(Task statement):
The expected output is the complete data, reproduced exactly.

(Extracted records):
-=-=-=-=-
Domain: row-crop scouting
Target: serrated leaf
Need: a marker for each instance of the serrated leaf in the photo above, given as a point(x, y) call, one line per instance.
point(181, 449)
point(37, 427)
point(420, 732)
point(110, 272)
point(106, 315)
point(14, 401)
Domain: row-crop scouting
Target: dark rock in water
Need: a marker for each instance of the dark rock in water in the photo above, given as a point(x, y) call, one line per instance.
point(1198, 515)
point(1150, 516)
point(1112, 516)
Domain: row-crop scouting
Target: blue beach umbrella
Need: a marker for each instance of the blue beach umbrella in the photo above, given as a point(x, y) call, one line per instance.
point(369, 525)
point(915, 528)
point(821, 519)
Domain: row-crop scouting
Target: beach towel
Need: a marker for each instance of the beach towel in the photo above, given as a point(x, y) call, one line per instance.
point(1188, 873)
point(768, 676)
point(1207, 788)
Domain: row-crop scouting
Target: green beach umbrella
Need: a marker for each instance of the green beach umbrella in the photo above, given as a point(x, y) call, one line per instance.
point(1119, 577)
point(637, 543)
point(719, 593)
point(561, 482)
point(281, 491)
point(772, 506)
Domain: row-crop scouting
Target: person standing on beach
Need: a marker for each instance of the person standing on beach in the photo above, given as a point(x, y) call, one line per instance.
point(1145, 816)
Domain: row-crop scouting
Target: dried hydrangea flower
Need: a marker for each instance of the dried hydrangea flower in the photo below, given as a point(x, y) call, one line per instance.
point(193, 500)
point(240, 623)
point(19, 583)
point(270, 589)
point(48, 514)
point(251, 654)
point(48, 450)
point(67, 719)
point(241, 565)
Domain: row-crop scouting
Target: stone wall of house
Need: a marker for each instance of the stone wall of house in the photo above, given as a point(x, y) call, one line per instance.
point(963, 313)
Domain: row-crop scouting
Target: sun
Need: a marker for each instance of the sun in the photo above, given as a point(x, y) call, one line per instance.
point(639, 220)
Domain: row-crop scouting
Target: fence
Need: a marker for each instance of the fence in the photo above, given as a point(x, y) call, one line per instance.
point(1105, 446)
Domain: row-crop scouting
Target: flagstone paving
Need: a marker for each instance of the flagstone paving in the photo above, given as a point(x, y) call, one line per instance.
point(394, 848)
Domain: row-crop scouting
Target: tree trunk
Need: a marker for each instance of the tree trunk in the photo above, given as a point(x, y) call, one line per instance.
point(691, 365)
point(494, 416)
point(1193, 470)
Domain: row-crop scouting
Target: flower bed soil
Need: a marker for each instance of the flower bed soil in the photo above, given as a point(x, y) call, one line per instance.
-=-=-=-=-
(Result):
Domain: row-crop scouting
Target: serrated leaf
Need: a marker for each instance of the serrated leaf in the photo above, given as a point(x, y) call, one line per instance.
point(181, 449)
point(37, 427)
point(420, 732)
point(110, 272)
point(106, 315)
point(14, 401)
Domain: row-crop scouting
Target: dark rock in water
Need: a marker for each instance of the dark rock in water in the photo above, given as a point(x, y) call, one line per instance.
point(1198, 515)
point(1150, 516)
point(1112, 516)
Domain: row-crop scouting
Target: blue beach umbrella
Need: a marker for each instance of the blue beach umbrella in the photo above, given as a point(x, y) call, one line per instance.
point(369, 525)
point(915, 528)
point(821, 519)
Domain: row-crop scouting
Target: beach towel
Need: a marker for each instance of the beach towel in the photo above, given as a point(x, y) call, one line per instance.
point(1188, 873)
point(768, 676)
point(1207, 788)
Domain: row-crop scouting
Target: green beach umbrella
Need: a marker for each instance of the green beach umbrella in the photo above, given as a point(x, y) call, one line per instance.
point(1119, 577)
point(637, 543)
point(719, 593)
point(561, 482)
point(281, 491)
point(772, 506)
Domain: row-crop scouting
Target: person standing on beach
Need: a marker for each instance of the person standing on beach in the photo above, given as a point(x, y) call, one line per instance.
point(1145, 816)
Domain: row-crop scouting
Target: dried hydrangea flower
Need: a marker for each instance of the dried hydrangea flower in the photo below, given as a point(x, y) call, one line per instance.
point(193, 500)
point(240, 623)
point(19, 583)
point(270, 589)
point(48, 514)
point(251, 654)
point(48, 450)
point(67, 719)
point(241, 565)
Domain: row-crop scouting
Target: stone wall of house
Need: a marker for each instance of the stone wall of house in the photo above, given as a point(x, y) call, one line per instance.
point(963, 313)
Domain: row-crop scouting
Target: sun
Need: a marker for each instance of the sun in the photo above, given as a point(x, y) call, one line per instance.
point(639, 220)
Domain: row-crop scouting
Target: fence
Need: a marker for each instance of the fence in the photo above, given as a point(x, y) call, one line per instance.
point(1105, 446)
Domain: row-crop scouting
Target: flagstone paving
Need: a marker for each instance of the flagstone paving in the photo above, given as a point(x, y) call, one line per instance.
point(394, 848)
Domain: row-crop scouting
Target: tree trunk
Need: a marker for each instance of the tree trunk in the photo above, given as a point(x, y) call, one line per instance.
point(691, 365)
point(494, 416)
point(1193, 470)
Domain: row-crop scouting
Target: flower bed soil
Need: a marker for each instance of the flower bed soil in the photo above, given as a point(x, y) call, one line per instance.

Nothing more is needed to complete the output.